### Aim:
Copy the listing from the line containing "the wooden nightstand" through the end of the listing, changing every "evaluation set" to "validation set" and leaving everything else the same. Give only those lines.

### Exercise materials:
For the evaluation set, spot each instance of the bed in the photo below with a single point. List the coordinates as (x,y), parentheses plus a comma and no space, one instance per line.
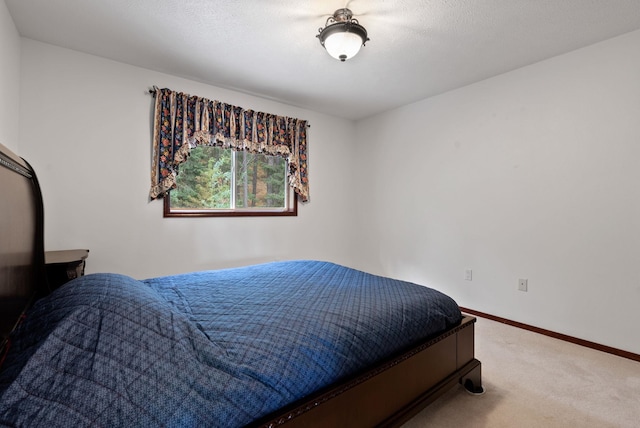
(293,343)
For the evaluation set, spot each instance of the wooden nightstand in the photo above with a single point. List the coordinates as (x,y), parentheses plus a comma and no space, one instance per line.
(63,266)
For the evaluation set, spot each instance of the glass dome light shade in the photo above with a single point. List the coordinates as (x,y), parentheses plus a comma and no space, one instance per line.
(343,40)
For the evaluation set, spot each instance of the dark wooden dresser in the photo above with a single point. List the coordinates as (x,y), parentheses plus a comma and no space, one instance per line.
(64,265)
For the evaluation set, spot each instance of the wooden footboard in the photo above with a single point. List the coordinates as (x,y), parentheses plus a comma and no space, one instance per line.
(393,392)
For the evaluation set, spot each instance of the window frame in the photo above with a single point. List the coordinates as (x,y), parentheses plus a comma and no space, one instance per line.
(291,209)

### Result of this exercise:
For the validation set, spot each instance of the wooden nightstand in the photo above with a single point. List the coordinates as (x,y), parentheses plus a comma and no space, one instance per line.
(63,266)
For the validation set, spot each instance of the glass dome light shade in the photo above with a single point. List the coordinates as (x,y), parentheses plus a comma and no space, one instance per line.
(343,40)
For the validation set, spot each instance of the dark wooden dresser in the photo above with a single point. List the coordinates as (x,y), parentheses plus a comma and no space, one instance per line.
(64,265)
For the validation set, spot each instance of the wooden footboard in the photo above with a single point. List the coordinates as (x,y), parentheses plus a comma and no space, one instance per line.
(393,392)
For the validation set, spot each instance of the window frame in the photo above with a single point. List the coordinates as (x,y), parentheses plus a comma and no space, one instance per line.
(291,209)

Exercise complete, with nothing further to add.